> [Work to be completed]: Put every line of the material below into a JSON list of strings, one string per line, with blank lines dropped. Leave the pictures out of the answer.

> [Records to use]:
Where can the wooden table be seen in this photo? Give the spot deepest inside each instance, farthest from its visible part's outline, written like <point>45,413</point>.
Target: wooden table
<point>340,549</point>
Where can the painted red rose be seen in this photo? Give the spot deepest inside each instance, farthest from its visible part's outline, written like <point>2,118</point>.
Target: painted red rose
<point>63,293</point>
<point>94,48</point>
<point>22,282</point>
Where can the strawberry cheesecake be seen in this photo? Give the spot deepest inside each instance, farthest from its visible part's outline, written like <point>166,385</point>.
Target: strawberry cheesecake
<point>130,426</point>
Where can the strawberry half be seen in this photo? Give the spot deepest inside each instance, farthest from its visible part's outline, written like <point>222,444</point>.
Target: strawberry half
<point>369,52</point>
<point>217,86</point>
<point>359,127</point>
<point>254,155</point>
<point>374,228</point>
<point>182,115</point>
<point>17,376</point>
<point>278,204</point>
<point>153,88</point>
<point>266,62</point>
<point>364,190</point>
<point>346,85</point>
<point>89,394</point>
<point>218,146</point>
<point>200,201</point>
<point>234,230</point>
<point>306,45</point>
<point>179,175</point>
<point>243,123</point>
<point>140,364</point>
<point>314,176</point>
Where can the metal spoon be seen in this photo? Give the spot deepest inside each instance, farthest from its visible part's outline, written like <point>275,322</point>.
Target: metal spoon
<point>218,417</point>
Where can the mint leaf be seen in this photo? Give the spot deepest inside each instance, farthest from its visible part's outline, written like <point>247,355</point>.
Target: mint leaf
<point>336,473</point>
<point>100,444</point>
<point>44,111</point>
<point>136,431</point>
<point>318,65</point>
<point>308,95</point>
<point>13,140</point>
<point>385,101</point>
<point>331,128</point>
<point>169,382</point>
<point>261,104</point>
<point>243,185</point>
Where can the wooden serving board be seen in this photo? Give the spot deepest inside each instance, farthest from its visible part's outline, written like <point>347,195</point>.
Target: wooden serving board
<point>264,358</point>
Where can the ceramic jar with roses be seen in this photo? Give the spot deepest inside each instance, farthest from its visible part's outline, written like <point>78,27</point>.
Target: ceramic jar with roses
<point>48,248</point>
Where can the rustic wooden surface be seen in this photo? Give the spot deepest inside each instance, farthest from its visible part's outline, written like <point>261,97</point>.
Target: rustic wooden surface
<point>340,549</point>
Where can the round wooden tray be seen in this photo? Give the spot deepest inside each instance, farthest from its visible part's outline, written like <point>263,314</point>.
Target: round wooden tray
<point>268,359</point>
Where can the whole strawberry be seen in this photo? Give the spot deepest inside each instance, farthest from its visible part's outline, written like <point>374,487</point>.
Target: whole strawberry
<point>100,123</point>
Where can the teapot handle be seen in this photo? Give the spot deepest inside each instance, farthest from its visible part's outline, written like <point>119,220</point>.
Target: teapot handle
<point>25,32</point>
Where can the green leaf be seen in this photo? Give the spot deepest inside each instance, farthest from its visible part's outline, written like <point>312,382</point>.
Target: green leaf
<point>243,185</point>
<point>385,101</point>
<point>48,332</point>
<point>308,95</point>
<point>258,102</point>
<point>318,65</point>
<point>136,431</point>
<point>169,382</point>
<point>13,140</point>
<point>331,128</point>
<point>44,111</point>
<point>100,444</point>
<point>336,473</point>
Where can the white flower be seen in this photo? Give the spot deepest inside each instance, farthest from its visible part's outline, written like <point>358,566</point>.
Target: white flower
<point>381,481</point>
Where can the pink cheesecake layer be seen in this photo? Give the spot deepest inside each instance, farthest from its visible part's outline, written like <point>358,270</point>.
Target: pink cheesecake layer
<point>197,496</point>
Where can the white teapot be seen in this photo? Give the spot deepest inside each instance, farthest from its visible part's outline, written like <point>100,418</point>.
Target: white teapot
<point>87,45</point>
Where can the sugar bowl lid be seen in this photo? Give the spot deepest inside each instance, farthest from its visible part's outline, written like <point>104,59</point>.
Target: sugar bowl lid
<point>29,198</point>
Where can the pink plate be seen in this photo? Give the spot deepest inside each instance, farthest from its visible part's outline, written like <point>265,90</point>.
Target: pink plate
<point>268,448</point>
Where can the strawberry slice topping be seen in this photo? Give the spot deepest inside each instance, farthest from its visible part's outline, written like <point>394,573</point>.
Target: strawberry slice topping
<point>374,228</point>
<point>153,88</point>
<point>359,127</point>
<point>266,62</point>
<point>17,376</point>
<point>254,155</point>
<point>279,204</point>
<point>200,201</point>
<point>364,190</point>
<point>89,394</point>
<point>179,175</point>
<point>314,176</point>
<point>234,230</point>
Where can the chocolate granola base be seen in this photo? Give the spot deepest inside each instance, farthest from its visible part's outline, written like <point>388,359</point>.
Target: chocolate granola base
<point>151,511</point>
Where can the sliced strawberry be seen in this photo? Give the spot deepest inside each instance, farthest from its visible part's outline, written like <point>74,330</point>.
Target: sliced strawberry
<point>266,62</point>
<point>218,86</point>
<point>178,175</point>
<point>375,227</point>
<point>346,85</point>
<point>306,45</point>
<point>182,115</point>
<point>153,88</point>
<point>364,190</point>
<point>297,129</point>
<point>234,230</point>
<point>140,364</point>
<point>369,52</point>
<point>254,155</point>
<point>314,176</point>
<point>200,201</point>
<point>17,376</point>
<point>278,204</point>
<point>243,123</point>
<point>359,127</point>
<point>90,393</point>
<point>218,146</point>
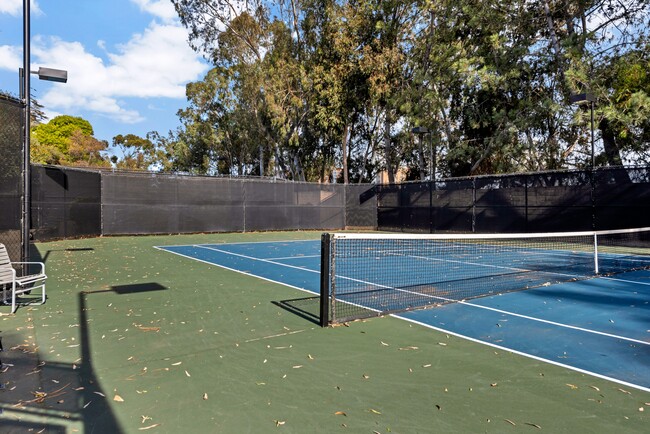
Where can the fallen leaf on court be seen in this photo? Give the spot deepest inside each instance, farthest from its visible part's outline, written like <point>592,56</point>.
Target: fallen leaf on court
<point>149,329</point>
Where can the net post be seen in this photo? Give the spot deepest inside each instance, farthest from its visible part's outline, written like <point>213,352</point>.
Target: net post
<point>595,252</point>
<point>325,279</point>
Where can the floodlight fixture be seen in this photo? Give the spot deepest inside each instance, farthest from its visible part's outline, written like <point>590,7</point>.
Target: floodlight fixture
<point>51,74</point>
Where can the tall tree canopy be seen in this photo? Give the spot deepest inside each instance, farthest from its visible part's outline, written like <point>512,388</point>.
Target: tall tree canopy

> [The completed task]:
[
  "Where can the wooden table be seen in this photo? Give the spot deepest inside each instance, farthest from its visible part's outline, written like <point>45,413</point>.",
  "Target: wooden table",
  "<point>340,549</point>",
  "Where can the painted red rose be seen in this photo? Give the spot deepest inside each instance, farthest from its visible part's outline, written like <point>2,118</point>.",
  "Target: painted red rose",
  "<point>63,293</point>",
  "<point>94,48</point>",
  "<point>22,282</point>",
  "Where can the strawberry cheesecake be seen in this photo? Give the spot deepest inside each instance, farthest from its visible part's outline, written like <point>166,385</point>.",
  "Target: strawberry cheesecake",
  "<point>130,426</point>",
  "Where can the strawberry half be seen in this photo? Give the spot deepest inside each instance, farthest from its visible part's outline, written like <point>222,444</point>.",
  "Target: strawberry half",
  "<point>369,52</point>",
  "<point>217,86</point>",
  "<point>359,127</point>",
  "<point>254,155</point>",
  "<point>374,228</point>",
  "<point>182,115</point>",
  "<point>17,376</point>",
  "<point>278,204</point>",
  "<point>153,88</point>",
  "<point>266,62</point>",
  "<point>364,190</point>",
  "<point>346,85</point>",
  "<point>89,394</point>",
  "<point>218,146</point>",
  "<point>200,201</point>",
  "<point>234,230</point>",
  "<point>306,45</point>",
  "<point>179,175</point>",
  "<point>243,123</point>",
  "<point>140,364</point>",
  "<point>314,176</point>",
  "Where can the metal spoon be seen in this photo? Give the spot deepest inside each instance, farthest from its visible part's outline, written like <point>275,322</point>.",
  "Target: metal spoon",
  "<point>218,417</point>",
  "Where can the mint leaf be seen in this photo? Give the spot deepest inside each instance, farthest from its visible part's outline, written like <point>247,355</point>.",
  "Target: mint leaf",
  "<point>336,473</point>",
  "<point>100,444</point>",
  "<point>44,111</point>",
  "<point>136,431</point>",
  "<point>318,65</point>",
  "<point>308,95</point>",
  "<point>13,140</point>",
  "<point>385,101</point>",
  "<point>331,128</point>",
  "<point>169,382</point>",
  "<point>261,104</point>",
  "<point>243,185</point>",
  "Where can the wooden serving board be seen in this photo? Give the spot deepest inside each instance, farthest from its visible part's outline, written like <point>347,195</point>.",
  "Target: wooden serving board",
  "<point>264,358</point>",
  "Where can the ceramic jar with roses be seen in this photo? Give the spot deepest inside each instance, farthest from its visible part's outline, written like <point>78,27</point>.",
  "Target: ceramic jar with roses",
  "<point>48,248</point>",
  "Where can the rustic wooden surface be seen in this photo? Give the spot deepest inside each instance, farthest from its visible part's outline, written like <point>261,97</point>.",
  "Target: rustic wooden surface",
  "<point>340,549</point>",
  "Where can the round wooden tray be seen in this photo? Give the spot deepest inside each instance, farthest from its visible part's outline, written like <point>263,314</point>.",
  "Target: round wooden tray",
  "<point>268,359</point>",
  "Where can the whole strawberry be seen in this photo? Give the spot deepest inside each instance, farthest from its visible part's outline, written like <point>374,487</point>.",
  "Target: whole strawberry",
  "<point>100,123</point>",
  "Where can the teapot handle be seen in this photo? Give the spot deepest inside each instance, farthest from its visible part's outline, written like <point>119,220</point>.",
  "Target: teapot handle",
  "<point>25,32</point>",
  "Where can the green leaf be seen in this photo? Give the spot deepest inside each instance, farthest from its visible part's outline, written like <point>312,382</point>.",
  "Target: green leaf",
  "<point>243,185</point>",
  "<point>385,101</point>",
  "<point>48,332</point>",
  "<point>308,95</point>",
  "<point>258,102</point>",
  "<point>318,65</point>",
  "<point>136,431</point>",
  "<point>169,382</point>",
  "<point>13,140</point>",
  "<point>331,128</point>",
  "<point>44,111</point>",
  "<point>100,444</point>",
  "<point>336,473</point>",
  "Where can the white flower be seen in this photo? Give the spot deepest inside each instance, farthest from its visible part's outline, written like <point>358,566</point>.",
  "Target: white flower",
  "<point>381,481</point>",
  "Where can the pink cheesecake layer be seen in this photo? Give the spot deepest inside each instance, farthest from its visible part's outline, written like <point>358,270</point>.",
  "Target: pink cheesecake layer",
  "<point>197,496</point>",
  "Where can the white teapot be seen in this photo? Give the spot deepest inside each instance, farthest from its visible part's outline, written like <point>100,418</point>.",
  "Target: white teapot",
  "<point>87,45</point>",
  "Where can the sugar bowl lid be seen in this photo? Give the spot deepest inside each instance, farthest from its visible part's outline, written like <point>104,59</point>.",
  "Target: sugar bowl lid",
  "<point>29,198</point>",
  "Where can the pink plate be seen in this photo? Give the spot deepest inside each instance, farthest from its visible part's outline, written like <point>265,90</point>.",
  "Target: pink plate",
  "<point>268,448</point>",
  "Where can the strawberry slice topping be seen in this photo? Give the spot deepest inside each instance, farthest from its visible part's outline, written like <point>394,573</point>.",
  "Target: strawberry slice topping",
  "<point>374,228</point>",
  "<point>153,88</point>",
  "<point>359,127</point>",
  "<point>266,62</point>",
  "<point>17,376</point>",
  "<point>254,155</point>",
  "<point>279,204</point>",
  "<point>200,201</point>",
  "<point>364,190</point>",
  "<point>89,394</point>",
  "<point>179,175</point>",
  "<point>314,176</point>",
  "<point>234,230</point>",
  "Where can the chocolate granola base be seen in this photo? Give the spot deepest inside each instance, farthest from its visible part's outline, written like <point>388,359</point>.",
  "Target: chocolate granola base",
  "<point>151,511</point>",
  "Where can the sliced strawberry be seen in this photo? Give the spot deepest inside each instance, farthest from its visible part's outline, written like <point>74,330</point>.",
  "Target: sliced strawberry",
  "<point>266,62</point>",
  "<point>218,86</point>",
  "<point>178,175</point>",
  "<point>375,227</point>",
  "<point>346,85</point>",
  "<point>306,45</point>",
  "<point>182,115</point>",
  "<point>153,88</point>",
  "<point>364,190</point>",
  "<point>297,129</point>",
  "<point>234,230</point>",
  "<point>140,364</point>",
  "<point>369,52</point>",
  "<point>254,155</point>",
  "<point>314,176</point>",
  "<point>200,201</point>",
  "<point>17,376</point>",
  "<point>278,204</point>",
  "<point>243,123</point>",
  "<point>359,127</point>",
  "<point>90,393</point>",
  "<point>218,146</point>",
  "Where can the fallen leaf on court be seen in this photo? Give the spot deepest inside each instance, farthest from its visible part's outline, written like <point>592,56</point>.",
  "Target: fallen leaf on court",
  "<point>149,329</point>",
  "Where can the net post be seen in this photo? Give the spot deepest inside each instance, farthest from its visible part's outline, written like <point>213,352</point>.",
  "Target: net post",
  "<point>595,252</point>",
  "<point>325,279</point>",
  "Where can the floodlight fixture be seen in this photo? Give the spot deepest inside each instance, farthest from its visible part's outline, written like <point>590,7</point>.",
  "Target: floodlight fixture",
  "<point>51,74</point>",
  "Where can the tall tree canopy be seen in this photo? Give the spot deepest inside each instance, farthest from its visible part's outline, written like <point>512,388</point>.",
  "Target: tall tree canopy"
]